Contour labeling items:
=====
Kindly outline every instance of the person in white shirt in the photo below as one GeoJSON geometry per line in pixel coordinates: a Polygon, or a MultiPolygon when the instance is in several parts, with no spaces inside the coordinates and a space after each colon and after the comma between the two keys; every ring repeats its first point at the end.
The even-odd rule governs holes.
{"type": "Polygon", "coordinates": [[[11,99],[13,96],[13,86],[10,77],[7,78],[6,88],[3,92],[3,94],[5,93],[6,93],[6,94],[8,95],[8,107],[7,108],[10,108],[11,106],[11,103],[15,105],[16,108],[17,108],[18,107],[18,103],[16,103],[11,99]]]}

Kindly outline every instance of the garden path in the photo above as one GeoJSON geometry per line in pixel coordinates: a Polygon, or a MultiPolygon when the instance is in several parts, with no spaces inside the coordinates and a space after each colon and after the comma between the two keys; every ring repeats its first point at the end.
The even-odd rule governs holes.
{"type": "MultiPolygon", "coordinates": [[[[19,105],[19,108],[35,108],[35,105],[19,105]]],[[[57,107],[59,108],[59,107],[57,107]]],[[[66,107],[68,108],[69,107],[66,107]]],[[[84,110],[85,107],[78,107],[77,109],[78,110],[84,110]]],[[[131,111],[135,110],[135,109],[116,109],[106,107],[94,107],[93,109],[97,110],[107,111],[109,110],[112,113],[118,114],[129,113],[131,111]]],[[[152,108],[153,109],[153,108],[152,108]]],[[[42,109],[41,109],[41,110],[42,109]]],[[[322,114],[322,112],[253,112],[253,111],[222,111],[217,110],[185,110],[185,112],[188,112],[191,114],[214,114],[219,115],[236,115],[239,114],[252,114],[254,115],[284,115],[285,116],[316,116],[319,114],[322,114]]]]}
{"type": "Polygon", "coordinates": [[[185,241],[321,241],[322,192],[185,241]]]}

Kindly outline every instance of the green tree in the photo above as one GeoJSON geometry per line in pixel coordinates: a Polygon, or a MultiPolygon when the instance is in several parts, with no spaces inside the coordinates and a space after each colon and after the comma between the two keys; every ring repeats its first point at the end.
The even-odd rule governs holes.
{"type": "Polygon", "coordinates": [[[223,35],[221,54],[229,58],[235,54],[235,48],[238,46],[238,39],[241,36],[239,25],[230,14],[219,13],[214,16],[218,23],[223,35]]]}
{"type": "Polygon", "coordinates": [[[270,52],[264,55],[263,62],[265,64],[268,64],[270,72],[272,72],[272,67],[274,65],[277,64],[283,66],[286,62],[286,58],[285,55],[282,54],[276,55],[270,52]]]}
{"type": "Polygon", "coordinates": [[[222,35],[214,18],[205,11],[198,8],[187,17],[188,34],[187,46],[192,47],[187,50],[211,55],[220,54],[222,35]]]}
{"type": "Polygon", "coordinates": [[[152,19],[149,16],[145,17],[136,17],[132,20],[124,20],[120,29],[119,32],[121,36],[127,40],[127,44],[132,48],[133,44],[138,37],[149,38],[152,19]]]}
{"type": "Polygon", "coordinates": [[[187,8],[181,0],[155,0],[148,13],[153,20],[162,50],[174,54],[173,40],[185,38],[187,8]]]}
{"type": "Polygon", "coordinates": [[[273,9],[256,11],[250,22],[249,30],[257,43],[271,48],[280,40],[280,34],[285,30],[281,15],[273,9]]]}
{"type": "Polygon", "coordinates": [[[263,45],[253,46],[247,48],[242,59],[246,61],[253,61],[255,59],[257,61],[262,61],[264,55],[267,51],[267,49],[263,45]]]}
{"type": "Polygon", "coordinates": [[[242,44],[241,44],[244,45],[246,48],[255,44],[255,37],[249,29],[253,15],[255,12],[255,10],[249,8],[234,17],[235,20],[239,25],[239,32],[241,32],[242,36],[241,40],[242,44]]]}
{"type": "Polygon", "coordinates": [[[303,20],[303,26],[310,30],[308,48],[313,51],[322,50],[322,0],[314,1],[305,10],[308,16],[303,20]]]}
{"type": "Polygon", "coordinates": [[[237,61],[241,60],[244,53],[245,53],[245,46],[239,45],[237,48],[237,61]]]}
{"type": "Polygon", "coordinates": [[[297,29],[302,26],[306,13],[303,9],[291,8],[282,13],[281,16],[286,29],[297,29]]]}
=====
• Direction
How many of the lines above contain the string "colon"? Case counts; reply with the number alone.

• Solution for this problem
3